### Problem statement
Leave every image out, and print the remaining lines below exactly.

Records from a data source
▬▬▬▬▬▬▬▬▬▬

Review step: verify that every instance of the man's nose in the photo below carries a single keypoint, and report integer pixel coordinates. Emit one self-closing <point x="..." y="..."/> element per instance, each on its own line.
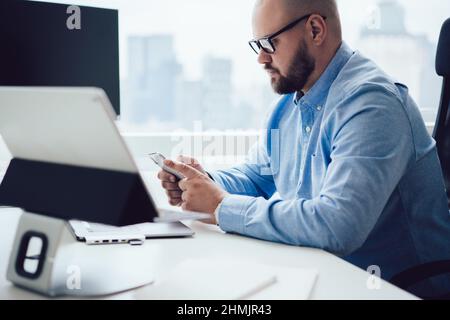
<point x="264" y="57"/>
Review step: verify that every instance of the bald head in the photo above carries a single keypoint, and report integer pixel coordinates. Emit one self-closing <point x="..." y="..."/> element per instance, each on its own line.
<point x="295" y="8"/>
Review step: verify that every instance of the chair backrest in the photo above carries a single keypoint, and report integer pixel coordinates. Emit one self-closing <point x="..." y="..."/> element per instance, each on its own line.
<point x="442" y="128"/>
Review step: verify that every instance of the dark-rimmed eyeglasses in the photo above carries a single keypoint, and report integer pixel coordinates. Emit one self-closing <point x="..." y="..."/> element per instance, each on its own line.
<point x="266" y="43"/>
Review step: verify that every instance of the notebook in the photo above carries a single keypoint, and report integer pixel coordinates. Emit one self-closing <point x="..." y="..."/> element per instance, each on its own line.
<point x="205" y="279"/>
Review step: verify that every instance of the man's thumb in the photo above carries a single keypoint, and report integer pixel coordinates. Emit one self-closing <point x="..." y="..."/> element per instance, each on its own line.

▬▬▬▬▬▬▬▬▬▬

### Result of this task
Review step: verify that every instance of the man's nose in the photo below carries a single keypoint, and report integer pixel coordinates. Emit one self-closing <point x="..." y="..."/> element per instance, each on its own line.
<point x="264" y="57"/>
Review step: verify that every instance of the bald head in the photo above carries a single keypoint, and report integer pixel coordinates. Emit one self-closing <point x="..." y="..."/> element per instance, each on its own line.
<point x="295" y="8"/>
Review step: verify that every instance of the chair backrest in the photo above carries a single keypoint, and report integer pixel coordinates. Emit one self-closing <point x="..." y="..."/> element per instance, each on its own line.
<point x="442" y="128"/>
Review step: verify that every instance of the dark-rimmed eyeglasses in the photo above carries a single keypoint, and report integer pixel coordinates. Emit one self-closing <point x="..." y="..."/> element per instance, each on its own line.
<point x="266" y="43"/>
Review step: verify that every instance of the notebook in the photo above carries a single keypoint, and report integer pixel coordinates. Emit one self-closing <point x="..." y="..."/> element per instance, each on its own line.
<point x="205" y="279"/>
Review step: verify that every instance of the man's thumb in the photo above carries a single keypoint, and report integer pixel coordinates. Emit one self-closing <point x="..." y="..."/> element per instance, each on its own line.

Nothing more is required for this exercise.